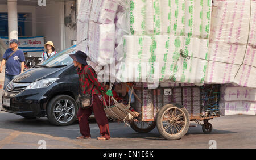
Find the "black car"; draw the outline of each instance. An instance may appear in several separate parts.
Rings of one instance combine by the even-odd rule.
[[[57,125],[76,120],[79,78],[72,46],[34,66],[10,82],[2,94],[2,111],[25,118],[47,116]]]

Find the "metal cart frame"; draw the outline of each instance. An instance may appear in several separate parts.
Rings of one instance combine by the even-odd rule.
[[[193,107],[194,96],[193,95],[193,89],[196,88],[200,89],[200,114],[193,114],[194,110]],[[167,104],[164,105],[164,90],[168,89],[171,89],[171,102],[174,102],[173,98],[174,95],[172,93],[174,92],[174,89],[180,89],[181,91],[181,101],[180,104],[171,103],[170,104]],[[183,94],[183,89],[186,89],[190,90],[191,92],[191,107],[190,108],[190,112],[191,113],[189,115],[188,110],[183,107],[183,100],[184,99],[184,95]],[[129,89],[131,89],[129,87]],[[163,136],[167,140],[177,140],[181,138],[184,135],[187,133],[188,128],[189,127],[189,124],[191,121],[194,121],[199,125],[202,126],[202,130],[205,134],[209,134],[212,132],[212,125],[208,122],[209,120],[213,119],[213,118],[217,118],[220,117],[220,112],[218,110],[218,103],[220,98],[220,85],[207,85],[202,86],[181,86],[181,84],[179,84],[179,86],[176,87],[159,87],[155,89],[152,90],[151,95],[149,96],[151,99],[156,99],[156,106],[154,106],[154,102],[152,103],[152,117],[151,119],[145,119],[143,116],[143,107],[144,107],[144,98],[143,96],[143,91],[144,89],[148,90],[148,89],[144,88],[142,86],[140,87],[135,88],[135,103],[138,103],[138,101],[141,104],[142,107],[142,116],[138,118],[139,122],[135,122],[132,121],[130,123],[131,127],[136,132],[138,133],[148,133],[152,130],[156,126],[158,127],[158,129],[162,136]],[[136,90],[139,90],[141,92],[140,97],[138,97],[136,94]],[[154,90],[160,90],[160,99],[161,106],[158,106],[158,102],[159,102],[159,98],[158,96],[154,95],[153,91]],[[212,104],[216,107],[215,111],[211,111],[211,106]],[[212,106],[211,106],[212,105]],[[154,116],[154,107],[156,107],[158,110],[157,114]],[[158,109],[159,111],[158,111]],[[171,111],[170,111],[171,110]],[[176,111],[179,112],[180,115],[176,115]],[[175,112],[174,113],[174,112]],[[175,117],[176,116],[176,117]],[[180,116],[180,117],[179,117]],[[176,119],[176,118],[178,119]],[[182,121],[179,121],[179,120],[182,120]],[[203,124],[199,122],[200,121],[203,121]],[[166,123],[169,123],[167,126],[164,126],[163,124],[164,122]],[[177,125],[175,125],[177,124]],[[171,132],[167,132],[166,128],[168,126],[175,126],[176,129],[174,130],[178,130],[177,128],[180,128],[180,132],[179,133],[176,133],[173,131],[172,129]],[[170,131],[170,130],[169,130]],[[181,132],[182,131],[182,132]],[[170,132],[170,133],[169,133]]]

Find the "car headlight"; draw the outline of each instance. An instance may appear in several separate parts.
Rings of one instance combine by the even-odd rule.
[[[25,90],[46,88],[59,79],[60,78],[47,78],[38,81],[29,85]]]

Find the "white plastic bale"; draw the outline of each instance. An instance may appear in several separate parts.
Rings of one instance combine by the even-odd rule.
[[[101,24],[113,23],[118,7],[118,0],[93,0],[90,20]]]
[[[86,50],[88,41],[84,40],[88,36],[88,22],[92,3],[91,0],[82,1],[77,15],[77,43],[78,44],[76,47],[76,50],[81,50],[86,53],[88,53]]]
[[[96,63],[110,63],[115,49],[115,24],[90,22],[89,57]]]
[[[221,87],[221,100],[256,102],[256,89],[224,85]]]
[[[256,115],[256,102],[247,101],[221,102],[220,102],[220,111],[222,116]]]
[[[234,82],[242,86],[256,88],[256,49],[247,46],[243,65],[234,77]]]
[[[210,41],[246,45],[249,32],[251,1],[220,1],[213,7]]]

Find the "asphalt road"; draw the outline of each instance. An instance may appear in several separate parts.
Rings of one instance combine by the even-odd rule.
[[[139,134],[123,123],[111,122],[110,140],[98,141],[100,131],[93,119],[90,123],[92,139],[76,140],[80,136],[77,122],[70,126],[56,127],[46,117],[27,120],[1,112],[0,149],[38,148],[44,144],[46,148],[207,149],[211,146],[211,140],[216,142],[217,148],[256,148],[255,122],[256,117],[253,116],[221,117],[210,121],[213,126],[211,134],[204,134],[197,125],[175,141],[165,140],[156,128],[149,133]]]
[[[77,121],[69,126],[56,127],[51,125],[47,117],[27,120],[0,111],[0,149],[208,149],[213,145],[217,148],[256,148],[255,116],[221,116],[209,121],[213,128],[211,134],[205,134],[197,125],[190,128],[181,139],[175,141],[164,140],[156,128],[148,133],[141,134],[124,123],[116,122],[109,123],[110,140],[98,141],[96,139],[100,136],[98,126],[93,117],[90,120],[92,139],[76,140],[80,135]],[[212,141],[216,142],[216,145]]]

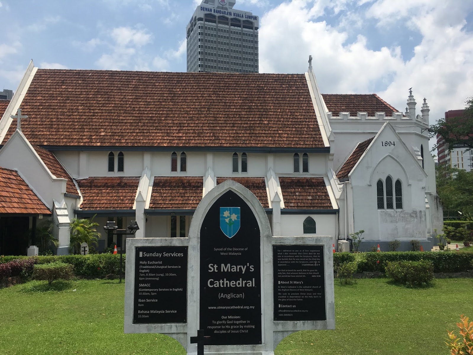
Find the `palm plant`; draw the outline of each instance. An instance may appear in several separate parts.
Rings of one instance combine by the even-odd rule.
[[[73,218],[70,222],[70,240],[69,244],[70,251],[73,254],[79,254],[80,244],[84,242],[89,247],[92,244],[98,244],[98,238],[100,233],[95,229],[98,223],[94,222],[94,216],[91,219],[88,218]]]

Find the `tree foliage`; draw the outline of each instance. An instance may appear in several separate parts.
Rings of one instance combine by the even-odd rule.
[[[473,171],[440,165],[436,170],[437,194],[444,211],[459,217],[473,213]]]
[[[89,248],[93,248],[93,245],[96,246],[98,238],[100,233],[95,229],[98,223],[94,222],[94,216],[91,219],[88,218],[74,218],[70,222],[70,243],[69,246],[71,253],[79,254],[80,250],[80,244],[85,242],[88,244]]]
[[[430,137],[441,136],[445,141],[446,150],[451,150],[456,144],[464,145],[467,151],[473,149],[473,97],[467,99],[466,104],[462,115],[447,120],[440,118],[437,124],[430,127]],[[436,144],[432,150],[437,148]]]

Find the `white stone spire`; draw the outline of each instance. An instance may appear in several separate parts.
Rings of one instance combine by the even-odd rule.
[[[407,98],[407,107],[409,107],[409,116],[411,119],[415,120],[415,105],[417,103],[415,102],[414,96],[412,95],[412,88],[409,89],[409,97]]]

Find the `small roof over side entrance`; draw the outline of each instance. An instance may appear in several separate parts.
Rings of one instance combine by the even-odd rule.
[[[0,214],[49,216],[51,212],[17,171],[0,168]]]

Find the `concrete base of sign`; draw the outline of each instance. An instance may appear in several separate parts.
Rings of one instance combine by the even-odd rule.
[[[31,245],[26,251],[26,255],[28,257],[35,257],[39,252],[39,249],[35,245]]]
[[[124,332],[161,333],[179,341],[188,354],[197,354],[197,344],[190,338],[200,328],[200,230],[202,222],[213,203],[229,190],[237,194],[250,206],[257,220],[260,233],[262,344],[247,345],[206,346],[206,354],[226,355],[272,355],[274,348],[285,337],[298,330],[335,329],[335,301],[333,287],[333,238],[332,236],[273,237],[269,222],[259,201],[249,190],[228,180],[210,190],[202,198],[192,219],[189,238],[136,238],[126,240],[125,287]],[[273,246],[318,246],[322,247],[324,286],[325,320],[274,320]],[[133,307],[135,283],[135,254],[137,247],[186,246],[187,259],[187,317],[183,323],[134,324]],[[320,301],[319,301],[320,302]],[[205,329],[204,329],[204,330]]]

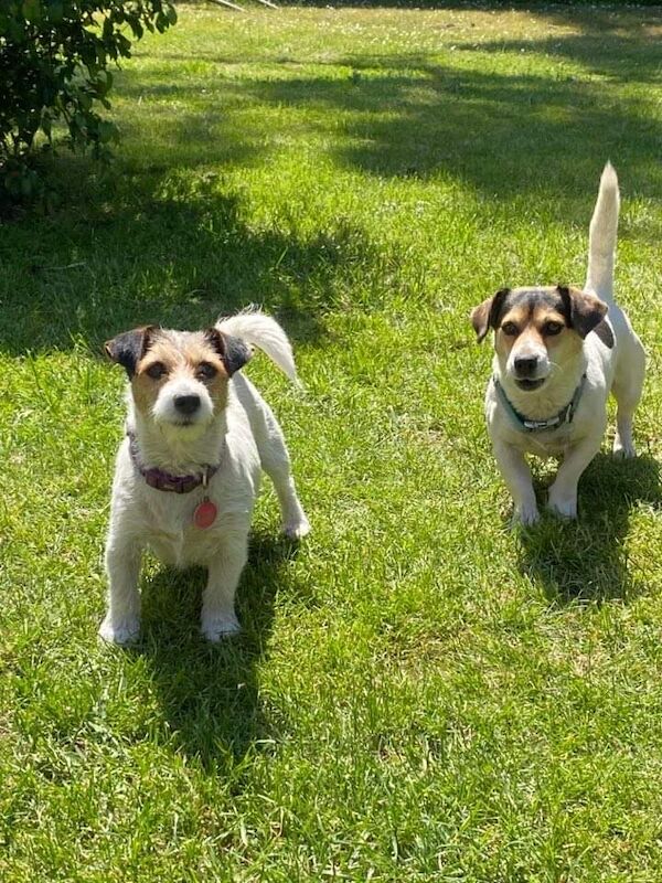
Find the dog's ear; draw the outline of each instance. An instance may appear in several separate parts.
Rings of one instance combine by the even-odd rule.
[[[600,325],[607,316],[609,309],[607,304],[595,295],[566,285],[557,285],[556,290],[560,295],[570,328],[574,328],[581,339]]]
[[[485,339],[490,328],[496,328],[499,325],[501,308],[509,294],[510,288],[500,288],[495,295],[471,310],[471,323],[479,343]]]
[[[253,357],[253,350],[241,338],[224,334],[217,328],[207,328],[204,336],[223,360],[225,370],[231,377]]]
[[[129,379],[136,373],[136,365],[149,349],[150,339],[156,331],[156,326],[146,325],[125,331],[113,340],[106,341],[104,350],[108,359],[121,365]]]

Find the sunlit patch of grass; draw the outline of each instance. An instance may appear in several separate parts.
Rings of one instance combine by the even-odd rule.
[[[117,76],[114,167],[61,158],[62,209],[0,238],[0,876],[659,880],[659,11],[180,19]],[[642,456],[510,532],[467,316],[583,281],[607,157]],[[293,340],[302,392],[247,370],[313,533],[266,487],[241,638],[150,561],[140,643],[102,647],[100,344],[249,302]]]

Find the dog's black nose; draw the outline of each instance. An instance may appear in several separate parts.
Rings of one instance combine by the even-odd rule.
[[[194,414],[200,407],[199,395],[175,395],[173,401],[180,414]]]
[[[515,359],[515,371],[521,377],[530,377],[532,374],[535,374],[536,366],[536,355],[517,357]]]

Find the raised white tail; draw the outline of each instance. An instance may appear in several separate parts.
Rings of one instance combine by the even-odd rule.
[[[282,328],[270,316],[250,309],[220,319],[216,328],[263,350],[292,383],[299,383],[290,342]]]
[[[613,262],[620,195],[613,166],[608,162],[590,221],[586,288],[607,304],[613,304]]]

^^^^

Brief —
Express the entries from the line with "roof over side" through the line with "[[[0,214],[49,216],[51,212],[17,171],[0,168]]]", inclusive, as a two-column CSV with the headers instruction and outline. Give one row per entry, with each field in double quotes and its line breaks replaced by spaces.

Solution to this problem —
instruction,outline
"Find the `small roof over side entrance`; draw the outline of each instance. An instance may appear in several separate parts. Rings of one instance combine by the even-odd rule.","[[[0,214],[49,216],[51,212],[17,171],[0,168]]]"